Data in this exercise:
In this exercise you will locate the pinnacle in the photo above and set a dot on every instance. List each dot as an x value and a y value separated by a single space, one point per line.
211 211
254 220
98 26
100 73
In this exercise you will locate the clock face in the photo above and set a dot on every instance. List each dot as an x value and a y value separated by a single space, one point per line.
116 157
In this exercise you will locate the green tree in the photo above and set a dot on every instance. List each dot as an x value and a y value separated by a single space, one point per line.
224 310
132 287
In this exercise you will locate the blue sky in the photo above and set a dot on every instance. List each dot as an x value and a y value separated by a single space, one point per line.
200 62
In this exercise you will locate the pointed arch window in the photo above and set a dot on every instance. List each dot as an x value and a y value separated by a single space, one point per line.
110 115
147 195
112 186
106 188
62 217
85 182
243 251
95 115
...
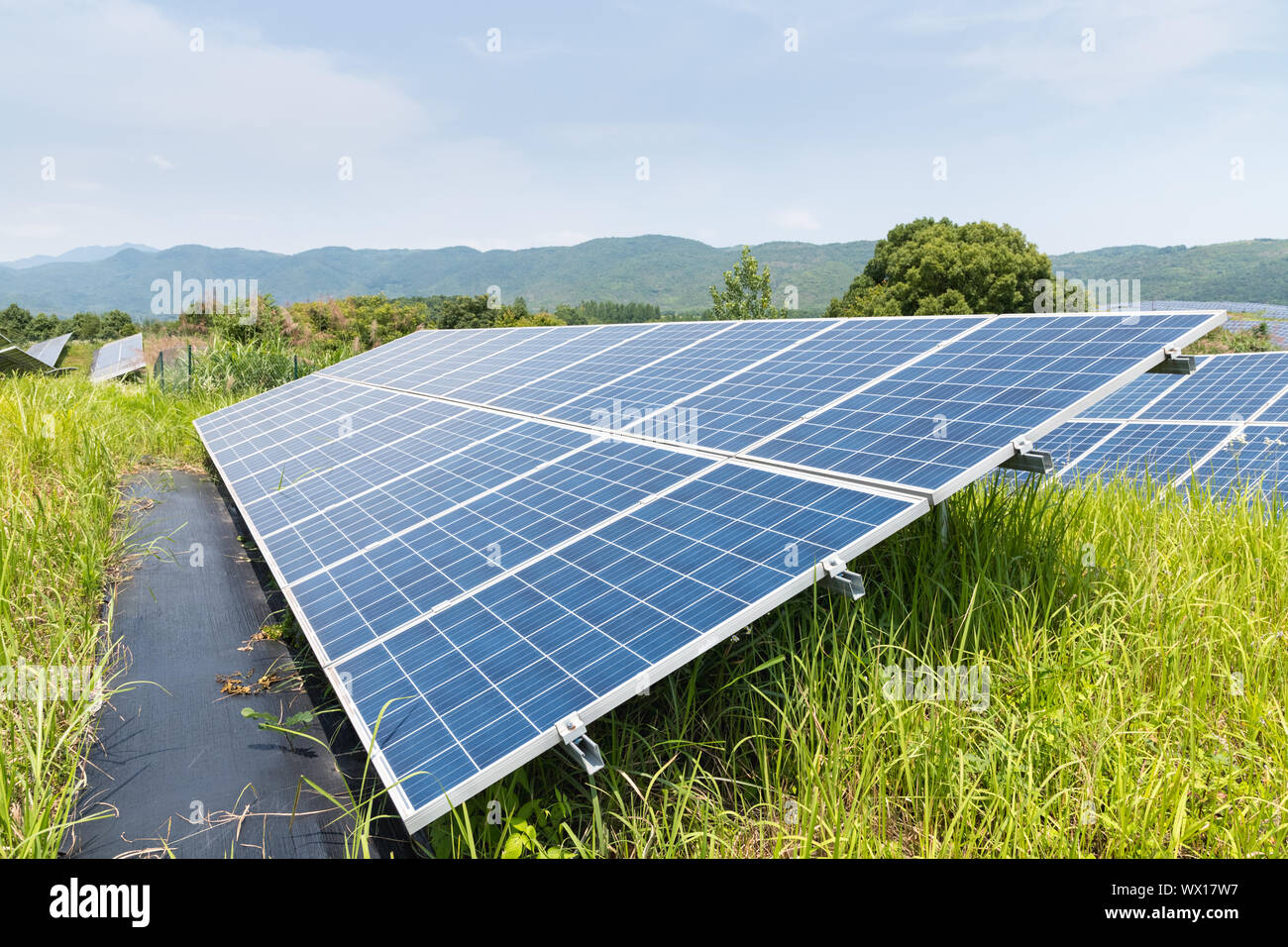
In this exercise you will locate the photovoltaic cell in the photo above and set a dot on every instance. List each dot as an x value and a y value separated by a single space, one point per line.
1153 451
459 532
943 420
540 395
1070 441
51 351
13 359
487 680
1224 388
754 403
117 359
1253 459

Do this:
Pick out every line in the records above that contains the word 'single' and copy each such line in full.

Written solution:
In this exercise you will locate the pinnacle in the photo above and set a dot on every instance. List each dot as an x value and a y value separated by a single space, one point per line.
In this exercise you will locate the clock face in the photo above and set a dot on every instance. List each dot as an x value and a y value separated by a single space, one point per line.
In this exercise you will locate the green tree in the photo above and set a dot on every instance. List each dot as an x value and a y value separated by a single space, one point per line.
In this exercise you will locate the blue sky in the photo above and set a dot on every instance. List each dot as an x value and a y value separated by a single space, one point per line.
In this exercise you will locate the pointed arch window in the photo above and set a dot on every instance. List each dot as an x value and a y value separated by a single space, one point per line.
In this exercise you will locate the photovoltaic cell in the photo above and set a dot on every instance. List each dot as an x value and a y value separated by a single space, one point per line.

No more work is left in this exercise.